Être « choqué » est une réaction courante quand une crise survient… ou quand elle apparaît au grand jour. Des gouvernements du monde entier – en particulier ceux des pays du Nord – des organisations multilatérales, des entreprises et des citoyens du monde entier ont été « choqués » et ont exprimé d’une manière ou d’une autre leur désapprobation et leur mépris à l'égard de la réaction du président brésilien actuel, Jair Bolsonaro, aux incendies de forêt en Amazonie.

Dans le cas présent, ces réactions de « choc » fournissent également un écran de fumée commode aux gouvernements, aux institutions financières et aux entreprises, derrière lequel ils peuvent cacher leur propre rôle et leur responsabilité dans cette crise. Les causes profondes de ces incendies les mettent en cause aussi clairement qu’elles désignent l'actuel président d'extrême droite au Brésil. La frénésie médiatique se caractérise le plus souvent par des analyses superficielles et l'attention disparaîtra dès que les pluies en Amazonie auront éteint la plupart des flammes.

Sans nul doute, le gouvernement d'extrême droite au Brésil a été une très mauvaise nouvelle pour les peuples autochtones et leurs territoires, et pour les forêts en général. Ni la protection des forêts ni le respect des modes de vie traditionnels et de l'utilisation de l'Amazonie n'intéressent ce gouvernement. Le président lui-même continue d'inciter à la violence contre les peuples autochtones et encourage l'envahissement de leurs territoires par des sociétés agro-industrielles et minières. Il a même préconisé que les Peuples autochtones soient « intégrés » dans la société, une politique gouvernementale qui avait été – enfin – abandonnée par la Constitution brésilienne de 1988.

Mais il ne faut pas non plus être dupes. La déforestation à grande échelle, notamment le brûlage extensif dans toute l’Amazonie, n’est pas un processus nouveau. Le président Bolsonaro et ses collaborateurs au gouvernement attisent sans aucun doute les flammes. Mais des forêts ont été détruites et des arbres incendiés avant son arrivée au pouvoir. La déforestation en Amazonie brésilienne a recommencé à s'intensifier depuis 2012. Bon nombre des gouvernements, organisations multilatérales et entreprises qui se disent maintenant « choqués » ont en fait, d'une manière ou d'une autre, facilité et profité, par le passé ou récemment, de la déforestation à grande échelle en Amazonie. Le « choc » qu'ils affirment ressentir face aux incendies est empreint d'hypocrisie.

Les Peuples autochtones sont depuis des siècles en première ligne et défendent leurs territoires et leurs vies, à l'intérieur comme à l'extérieur de l'Amazonie. Ils voient dans ces forêts un élément fondamental de leur existence et de leurs moyens de subsistance, et ils ont montré à maintes reprises qu’ils savaient comment conserver ces territoires et coexister avec eux.

───

Consigne - Recopiez fidèlement le passage de l'extrait sur les incendies en Amazonie, en commençant par « Mais il ne faut » et en allant jusqu'à « est empreint d'hypocrisie. ».

Données brutes -
───

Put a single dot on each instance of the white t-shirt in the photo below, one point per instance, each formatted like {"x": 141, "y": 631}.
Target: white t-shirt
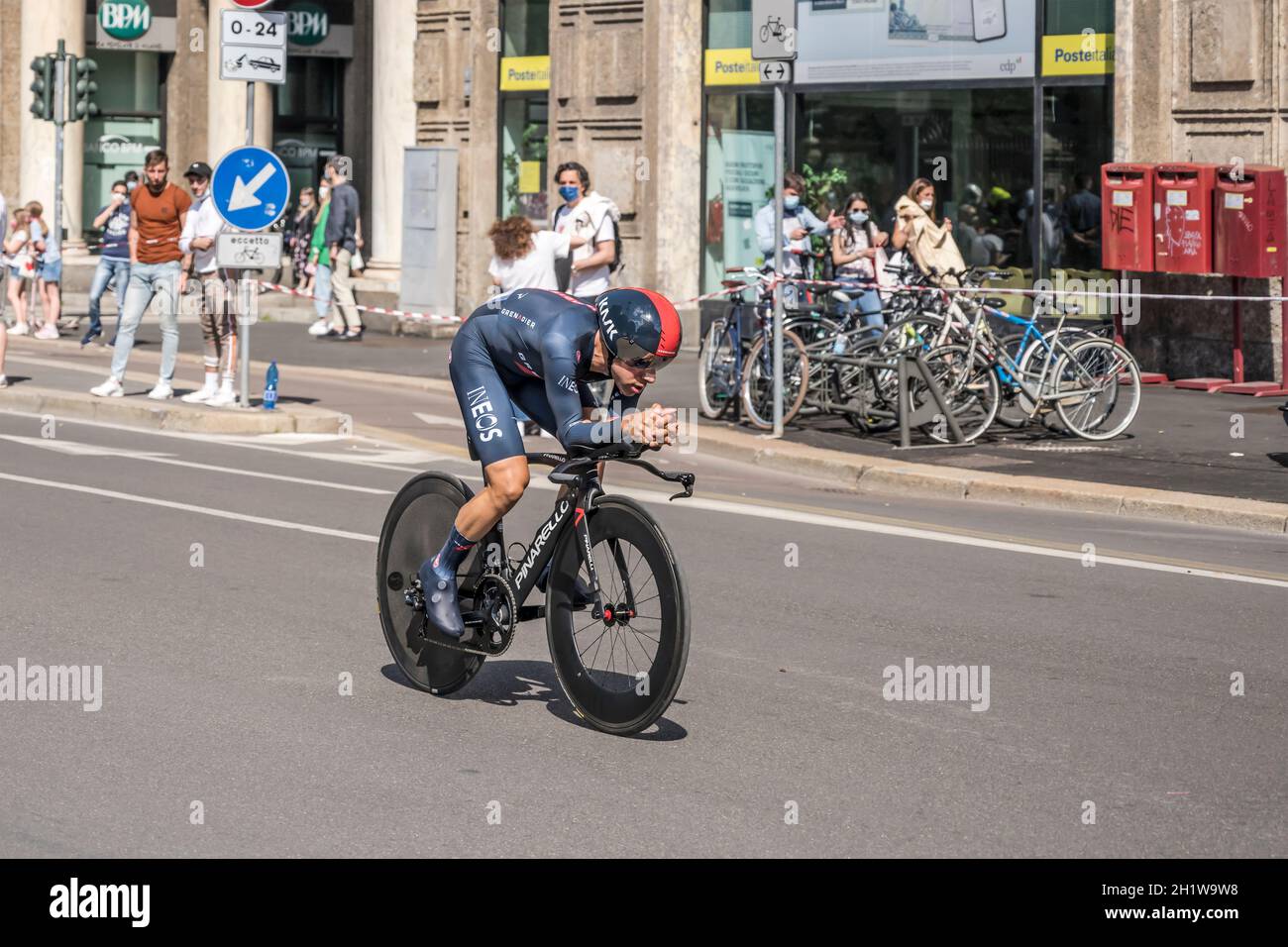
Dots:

───

Corrigé -
Mais il ne faut pas non plus être dupes. La déforestation à grande échelle, notamment le brûlage extensif dans toute l’Amazonie, n’est pas un processus nouveau. Le président Bolsonaro et ses collaborateurs au gouvernement attisent sans aucun doute les flammes. Mais des forêts ont été détruites et des arbres incendiés avant son arrivée au pouvoir. La déforestation en Amazonie brésilienne a recommencé à s'intensifier depuis 2012. Bon nombre des gouvernements, organisations multilatérales et entreprises qui se disent maintenant « choqués » ont en fait, d'une manière ou d'une autre, facilité et profité, par le passé ou récemment, de la déforestation à grande échelle en Amazonie. Le « choc » qu'ils affirment ressentir face aux incendies est empreint d'hypocrisie.